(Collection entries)
----
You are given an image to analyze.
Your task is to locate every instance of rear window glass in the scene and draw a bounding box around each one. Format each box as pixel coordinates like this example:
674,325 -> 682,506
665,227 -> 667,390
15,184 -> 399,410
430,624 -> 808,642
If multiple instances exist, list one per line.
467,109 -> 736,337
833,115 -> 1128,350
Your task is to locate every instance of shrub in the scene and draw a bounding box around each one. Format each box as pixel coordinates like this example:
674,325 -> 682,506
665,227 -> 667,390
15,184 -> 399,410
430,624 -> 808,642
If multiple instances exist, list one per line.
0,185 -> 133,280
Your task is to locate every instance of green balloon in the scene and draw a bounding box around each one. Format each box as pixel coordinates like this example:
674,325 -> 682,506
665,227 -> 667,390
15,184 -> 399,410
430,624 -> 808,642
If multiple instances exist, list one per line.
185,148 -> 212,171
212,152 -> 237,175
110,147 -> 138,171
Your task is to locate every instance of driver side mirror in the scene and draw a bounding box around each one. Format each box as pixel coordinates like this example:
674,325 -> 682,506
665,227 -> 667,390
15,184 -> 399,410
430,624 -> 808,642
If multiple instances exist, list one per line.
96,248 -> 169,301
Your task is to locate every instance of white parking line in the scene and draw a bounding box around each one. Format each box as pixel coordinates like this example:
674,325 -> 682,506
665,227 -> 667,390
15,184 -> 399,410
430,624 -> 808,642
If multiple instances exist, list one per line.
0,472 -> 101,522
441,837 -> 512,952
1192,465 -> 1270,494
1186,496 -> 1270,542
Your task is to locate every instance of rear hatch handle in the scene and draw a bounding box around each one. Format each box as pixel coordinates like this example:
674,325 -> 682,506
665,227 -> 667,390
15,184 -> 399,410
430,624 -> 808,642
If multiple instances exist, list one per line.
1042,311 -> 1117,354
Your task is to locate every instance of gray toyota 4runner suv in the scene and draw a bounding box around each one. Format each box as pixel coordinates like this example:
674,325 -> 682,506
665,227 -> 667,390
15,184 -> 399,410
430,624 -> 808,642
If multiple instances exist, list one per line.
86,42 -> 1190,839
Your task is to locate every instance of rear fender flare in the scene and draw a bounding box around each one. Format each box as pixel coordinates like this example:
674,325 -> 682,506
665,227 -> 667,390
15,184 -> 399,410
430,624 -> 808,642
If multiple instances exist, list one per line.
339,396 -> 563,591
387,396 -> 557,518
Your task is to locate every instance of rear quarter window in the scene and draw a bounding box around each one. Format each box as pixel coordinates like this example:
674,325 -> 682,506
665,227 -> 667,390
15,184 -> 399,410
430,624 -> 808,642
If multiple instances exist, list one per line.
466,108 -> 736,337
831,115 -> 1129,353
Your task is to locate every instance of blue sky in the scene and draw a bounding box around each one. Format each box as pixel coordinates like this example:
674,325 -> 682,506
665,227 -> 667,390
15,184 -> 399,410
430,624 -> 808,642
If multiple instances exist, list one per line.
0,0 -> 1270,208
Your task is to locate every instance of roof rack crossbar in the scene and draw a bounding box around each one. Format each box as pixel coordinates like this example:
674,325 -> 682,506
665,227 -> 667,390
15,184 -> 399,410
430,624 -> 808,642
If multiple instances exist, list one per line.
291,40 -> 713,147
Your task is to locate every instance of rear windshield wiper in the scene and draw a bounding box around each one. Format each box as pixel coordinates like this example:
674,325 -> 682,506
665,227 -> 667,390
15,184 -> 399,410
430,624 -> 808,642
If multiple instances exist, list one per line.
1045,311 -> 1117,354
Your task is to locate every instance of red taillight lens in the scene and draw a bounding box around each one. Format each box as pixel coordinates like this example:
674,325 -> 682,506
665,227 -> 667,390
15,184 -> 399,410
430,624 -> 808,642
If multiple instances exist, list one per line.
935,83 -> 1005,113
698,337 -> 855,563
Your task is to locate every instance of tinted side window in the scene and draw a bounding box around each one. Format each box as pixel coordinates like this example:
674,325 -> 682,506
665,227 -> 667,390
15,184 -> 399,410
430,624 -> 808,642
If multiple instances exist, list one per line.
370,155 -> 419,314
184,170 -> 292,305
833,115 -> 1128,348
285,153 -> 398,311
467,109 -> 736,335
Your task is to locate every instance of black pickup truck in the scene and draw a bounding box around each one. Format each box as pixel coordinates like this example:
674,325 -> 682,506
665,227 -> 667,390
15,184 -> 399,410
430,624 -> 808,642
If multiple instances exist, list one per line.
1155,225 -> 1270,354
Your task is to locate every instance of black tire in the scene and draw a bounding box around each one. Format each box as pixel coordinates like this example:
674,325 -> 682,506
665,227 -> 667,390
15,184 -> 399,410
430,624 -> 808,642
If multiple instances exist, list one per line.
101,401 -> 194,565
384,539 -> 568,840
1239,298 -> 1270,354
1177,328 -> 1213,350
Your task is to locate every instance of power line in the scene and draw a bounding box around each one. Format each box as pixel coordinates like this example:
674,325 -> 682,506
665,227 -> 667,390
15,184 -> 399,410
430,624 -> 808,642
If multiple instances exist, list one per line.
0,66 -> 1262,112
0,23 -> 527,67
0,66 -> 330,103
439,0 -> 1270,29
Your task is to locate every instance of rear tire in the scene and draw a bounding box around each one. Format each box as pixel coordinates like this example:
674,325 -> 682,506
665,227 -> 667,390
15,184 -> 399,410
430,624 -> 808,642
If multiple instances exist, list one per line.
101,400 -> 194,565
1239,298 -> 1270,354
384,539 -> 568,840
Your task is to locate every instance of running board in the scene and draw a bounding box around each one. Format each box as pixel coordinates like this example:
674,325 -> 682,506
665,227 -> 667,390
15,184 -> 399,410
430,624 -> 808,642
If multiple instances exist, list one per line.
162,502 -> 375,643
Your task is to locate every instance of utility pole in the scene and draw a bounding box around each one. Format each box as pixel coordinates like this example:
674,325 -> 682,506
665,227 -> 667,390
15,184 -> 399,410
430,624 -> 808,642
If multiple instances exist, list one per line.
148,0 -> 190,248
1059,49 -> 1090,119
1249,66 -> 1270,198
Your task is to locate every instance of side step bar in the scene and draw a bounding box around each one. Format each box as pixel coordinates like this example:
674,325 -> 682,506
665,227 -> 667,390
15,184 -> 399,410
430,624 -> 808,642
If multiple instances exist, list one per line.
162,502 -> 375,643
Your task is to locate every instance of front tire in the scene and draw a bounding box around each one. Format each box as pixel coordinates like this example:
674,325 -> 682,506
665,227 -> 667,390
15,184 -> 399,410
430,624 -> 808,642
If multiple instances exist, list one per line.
----
» Work to do
Rewrite all the records above, replacing each "bounding box" with "rectangle" and leaving everything else unchanged.

» Task answer
You are given an image to analyze.
Your task is to locate every instance of rear window glass in the scene and draw a rectangle around each one. Format each box as pixel coordinates like this example:
674,325 -> 682,506
665,227 -> 667,390
15,184 -> 399,410
430,624 -> 808,642
If multiple instances exist, list one per line.
467,109 -> 736,337
833,115 -> 1128,350
Your task is to locate every instance of shrub in the scene and draw a rectangle around each one. Format each box as pixel coordinates like this example:
674,325 -> 682,506
665,227 -> 667,390
15,184 -> 399,410
430,624 -> 808,642
If multiple instances exist, list one per line.
0,185 -> 133,280
Your task is to locate every instance of green balloon in the scene and draw a rectangle around each one. Format each box as pixel coordinates like this example:
674,325 -> 682,506
665,227 -> 667,390
15,184 -> 399,410
430,624 -> 808,642
If multiple instances exist, list one per line.
185,148 -> 212,171
212,152 -> 237,175
110,147 -> 138,171
Your task is to locate every instance of driver side mirror in the scene and draw a rectangle around each one. Format each box as pixel coordinates like this example:
674,325 -> 682,506
665,227 -> 667,390
15,184 -> 399,410
430,624 -> 808,642
If multiple instances exist, list one per line.
96,248 -> 169,301
Your task is to locate every instance of white parking line in the scene and draw a rectangle around each one. Format each box as pixel coordinates like this example:
674,325 -> 682,506
665,227 -> 667,390
15,184 -> 399,410
430,624 -> 808,642
If multiple instances exist, list one per line.
0,472 -> 101,522
441,837 -> 512,952
1192,465 -> 1270,494
1186,496 -> 1270,542
Your task is to locate every instance of rear hatch handle in the scene and draw a rectangle around each one. Format each box as pixel coordinates like this example:
674,325 -> 682,506
665,227 -> 667,390
15,184 -> 399,410
430,624 -> 808,642
If multiple instances exist, list one per line.
1042,311 -> 1117,354
Your task is to locate every instance of gray toyota 4runner suv in the scene and draw a rectangle around each one. Format each box as pixel coordinates like this example:
674,325 -> 682,506
665,227 -> 667,390
15,184 -> 399,410
430,624 -> 808,642
If multiple instances exist, list one per line.
86,42 -> 1190,839
Your task is to locate every instance of rear fender flare in the scene and draw a rectangle around each one. Format each box as pixel coordinates like this example:
674,325 -> 682,506
665,227 -> 667,390
15,184 -> 399,410
430,624 -> 808,642
If multiple instances exist, list one per line.
339,396 -> 563,591
387,396 -> 557,518
Your task is to locate every instance of rear quarter window in the scene and draw a rectangle around each one. Format each box as pixel coordinates like this example:
674,325 -> 682,506
665,227 -> 667,390
15,184 -> 399,410
430,624 -> 808,642
If multiple instances exist, list one per line.
466,108 -> 736,337
831,115 -> 1129,353
Your task is to locate every instance of blue sky in the scene and draw a rectangle around each one. Format each box as pixel coordinates like this example:
674,325 -> 682,506
665,227 -> 667,390
15,184 -> 399,410
430,624 -> 808,642
If multiple instances exist, list one per line.
0,0 -> 1270,208
Your task is to locate every instance of roof rack crossbar in the scene and draw a rectangle around each one. Format each box as pixel coordinates like this example:
674,325 -> 682,506
665,227 -> 667,390
15,184 -> 399,410
430,624 -> 808,642
If multiple instances exist, list one per line.
291,40 -> 713,147
Your task is to locate every instance of rear windshield wiper in the scene and draw a rectangle around each one. Format each box as pixel coordinates like this example:
674,325 -> 682,506
665,227 -> 667,390
15,184 -> 399,410
430,624 -> 808,642
If multiple instances exist, list one per line.
1045,311 -> 1117,354
Your task is to locate every instance of red taillight lens in the scene and draw a rectangle around each one. Format each box as pixel coordinates like this example:
674,325 -> 682,506
665,227 -> 667,390
15,184 -> 399,410
430,624 -> 808,642
If multiple instances exist, list one per line.
935,83 -> 1005,113
698,337 -> 855,563
Your task is to locate every instance of tinted side window in the scene and draw a rectangle around each one. Format each box as pixel coordinates like this example:
674,325 -> 682,506
665,227 -> 667,390
15,184 -> 399,410
430,624 -> 808,642
If multiple instances exist, list one per line.
370,155 -> 419,314
184,170 -> 292,305
833,115 -> 1128,348
285,153 -> 398,311
467,109 -> 736,335
Your task is to locate every instance of black pickup truck in the scene and draw a rectangle around each one. Format each box as pixel coordinates like this example:
674,325 -> 682,506
665,227 -> 667,390
15,184 -> 399,410
430,624 -> 808,642
If multiple instances exist, list one per line.
1155,225 -> 1270,354
Your task is to locate every instance of black tire in the scene and draw a rectangle around each one. Format each box as pixel coordinates like this example:
674,325 -> 682,506
665,227 -> 667,390
15,184 -> 399,410
430,624 -> 808,642
If multiple instances exist, list one per line.
101,401 -> 194,565
384,539 -> 568,840
1239,298 -> 1270,354
1177,328 -> 1213,350
Your task is to locate every instance of power line in the scene and draw a rectangle around each one. Format each box as pixel coordinates like this example:
674,325 -> 682,506
665,227 -> 667,390
15,184 -> 399,410
430,624 -> 808,642
If multiple instances exist, list one per line.
0,66 -> 1262,112
0,23 -> 527,67
0,66 -> 330,103
439,0 -> 1270,29
Your task is to locate every instance of rear tire in the scene and draw a rectangle around each one. Format each box as pixel coordinates like this example:
674,325 -> 682,506
665,227 -> 667,390
15,184 -> 399,410
430,624 -> 808,642
If multiple instances exist, list one per line.
101,400 -> 194,565
1239,298 -> 1270,354
384,539 -> 568,840
Your task is to locate every instance of running board in the scene and draw a rectangle around each one. Format each box as pixel coordinates like this example:
674,325 -> 682,506
665,227 -> 667,390
15,184 -> 399,410
430,624 -> 808,642
If multiple instances exist, list one per line.
162,502 -> 375,643
Your task is to locate every instance of utility pole in the scene and draw a rectangle around each one. Format each box as pixel coordinates like this example:
674,325 -> 682,506
665,227 -> 667,390
15,184 -> 399,410
430,624 -> 808,642
If multiple instances exist, list one per line.
148,0 -> 190,248
1059,49 -> 1090,119
1249,66 -> 1270,198
Your task is to locate every instance of side step bar in the scene and draw a rectangle around each one. Format each box as pixel coordinates like this example:
674,325 -> 682,506
665,227 -> 667,390
15,184 -> 399,410
430,624 -> 808,642
If multiple instances exist, list one per line.
162,502 -> 375,643
Your task is to locate every instance of front tire in the scene and draw a rectangle around each one. Format each box as pixel coordinates like this example:
674,325 -> 682,506
665,227 -> 667,390
15,184 -> 399,410
430,624 -> 808,642
If multiple instances exist, list one per line.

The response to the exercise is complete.